SOURCE PASSAGE:

___

In a national surveillance study of singleton births to HIV-infected women in the United Kingdom and Ireland, the rate of mother-to-child HIV transmission was 1.2% overall, and 0.8% for women who had received antiretroviral therapy for at least the last 14 days of pregnancy.[1] Transmission rates were 0.7% for women who had received highly active antiretroviral therapy (HAART) and had either a planned cesarean section or a planned vaginal delivery, and 0.0% for those who had received zidovudine monotherapy and had a planned cesarean delivery. After adjustment for maternal HIV viral load, delivery mode and infant’s sex, each additional week of HAART was associated with a reduced risk of HIV transmission (odds ratio, 0.9).

___

INFORMATION:
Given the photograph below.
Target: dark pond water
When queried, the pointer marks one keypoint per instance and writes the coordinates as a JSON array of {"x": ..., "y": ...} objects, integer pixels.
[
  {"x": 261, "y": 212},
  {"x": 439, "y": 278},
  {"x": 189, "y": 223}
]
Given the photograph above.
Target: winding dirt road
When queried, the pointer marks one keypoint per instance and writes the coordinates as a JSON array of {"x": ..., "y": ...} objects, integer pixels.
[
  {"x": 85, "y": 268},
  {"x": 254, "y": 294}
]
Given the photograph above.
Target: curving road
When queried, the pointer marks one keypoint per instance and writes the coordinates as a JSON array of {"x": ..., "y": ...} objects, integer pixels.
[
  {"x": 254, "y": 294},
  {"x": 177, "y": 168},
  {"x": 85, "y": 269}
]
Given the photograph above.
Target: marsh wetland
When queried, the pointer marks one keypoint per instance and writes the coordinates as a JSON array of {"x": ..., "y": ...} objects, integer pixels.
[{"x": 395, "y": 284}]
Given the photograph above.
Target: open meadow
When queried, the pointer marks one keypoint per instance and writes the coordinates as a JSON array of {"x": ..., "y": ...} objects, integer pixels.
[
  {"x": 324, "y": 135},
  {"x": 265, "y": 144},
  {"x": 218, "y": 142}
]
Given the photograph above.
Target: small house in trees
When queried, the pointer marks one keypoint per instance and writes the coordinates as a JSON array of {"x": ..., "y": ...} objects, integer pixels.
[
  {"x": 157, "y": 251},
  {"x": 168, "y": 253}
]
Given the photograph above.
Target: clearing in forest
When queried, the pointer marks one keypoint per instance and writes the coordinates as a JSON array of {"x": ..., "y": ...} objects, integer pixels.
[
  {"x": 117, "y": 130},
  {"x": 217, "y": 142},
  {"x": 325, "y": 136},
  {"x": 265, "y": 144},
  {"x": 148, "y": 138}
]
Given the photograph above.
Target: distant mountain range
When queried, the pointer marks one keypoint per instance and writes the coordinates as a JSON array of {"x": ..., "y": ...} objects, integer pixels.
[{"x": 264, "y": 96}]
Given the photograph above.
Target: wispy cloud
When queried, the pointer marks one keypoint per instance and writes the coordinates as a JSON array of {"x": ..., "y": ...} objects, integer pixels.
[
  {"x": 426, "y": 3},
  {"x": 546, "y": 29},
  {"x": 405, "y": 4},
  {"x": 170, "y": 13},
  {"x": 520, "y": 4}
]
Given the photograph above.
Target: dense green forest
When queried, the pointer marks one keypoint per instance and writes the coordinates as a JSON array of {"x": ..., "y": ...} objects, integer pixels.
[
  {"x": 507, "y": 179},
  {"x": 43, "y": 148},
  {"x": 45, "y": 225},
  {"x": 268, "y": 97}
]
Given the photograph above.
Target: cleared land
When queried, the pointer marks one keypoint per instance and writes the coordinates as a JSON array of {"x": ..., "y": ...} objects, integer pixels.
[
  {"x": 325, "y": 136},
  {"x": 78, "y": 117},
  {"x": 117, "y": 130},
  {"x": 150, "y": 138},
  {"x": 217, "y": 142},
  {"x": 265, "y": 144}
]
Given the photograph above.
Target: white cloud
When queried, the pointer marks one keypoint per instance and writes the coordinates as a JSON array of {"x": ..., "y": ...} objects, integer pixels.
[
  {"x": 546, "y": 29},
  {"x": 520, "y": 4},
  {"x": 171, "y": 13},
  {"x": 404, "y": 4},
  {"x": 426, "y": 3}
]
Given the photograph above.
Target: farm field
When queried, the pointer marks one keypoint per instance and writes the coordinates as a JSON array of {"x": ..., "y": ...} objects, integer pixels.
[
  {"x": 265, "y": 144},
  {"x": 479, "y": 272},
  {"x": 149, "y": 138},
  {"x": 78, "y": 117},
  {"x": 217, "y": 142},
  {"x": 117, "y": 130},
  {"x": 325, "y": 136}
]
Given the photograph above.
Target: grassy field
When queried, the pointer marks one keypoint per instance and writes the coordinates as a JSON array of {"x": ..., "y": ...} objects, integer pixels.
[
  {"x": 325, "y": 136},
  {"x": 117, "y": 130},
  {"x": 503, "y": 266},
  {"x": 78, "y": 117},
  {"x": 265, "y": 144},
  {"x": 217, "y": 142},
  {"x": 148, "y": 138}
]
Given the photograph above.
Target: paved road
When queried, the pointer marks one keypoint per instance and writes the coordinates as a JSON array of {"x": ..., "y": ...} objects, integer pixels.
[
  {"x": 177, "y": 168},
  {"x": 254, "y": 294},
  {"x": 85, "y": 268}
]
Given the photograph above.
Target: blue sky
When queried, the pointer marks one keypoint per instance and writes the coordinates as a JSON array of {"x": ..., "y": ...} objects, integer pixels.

___

ASSIGNED TASK:
Answer these questions using the source passage on mother-to-child HIV transmission.
1. What was the overall rate of mother-to-child HIV transmission in the surveillance study?
2. What was the transmission rate for women who received zidovudine monotherapy and had a planned cesarean delivery?
3. What odds ratio was associated with each additional week of HAART after adjustment?

TASK RESULT:
1. 1.2%
2. 0.0%
3. 0.9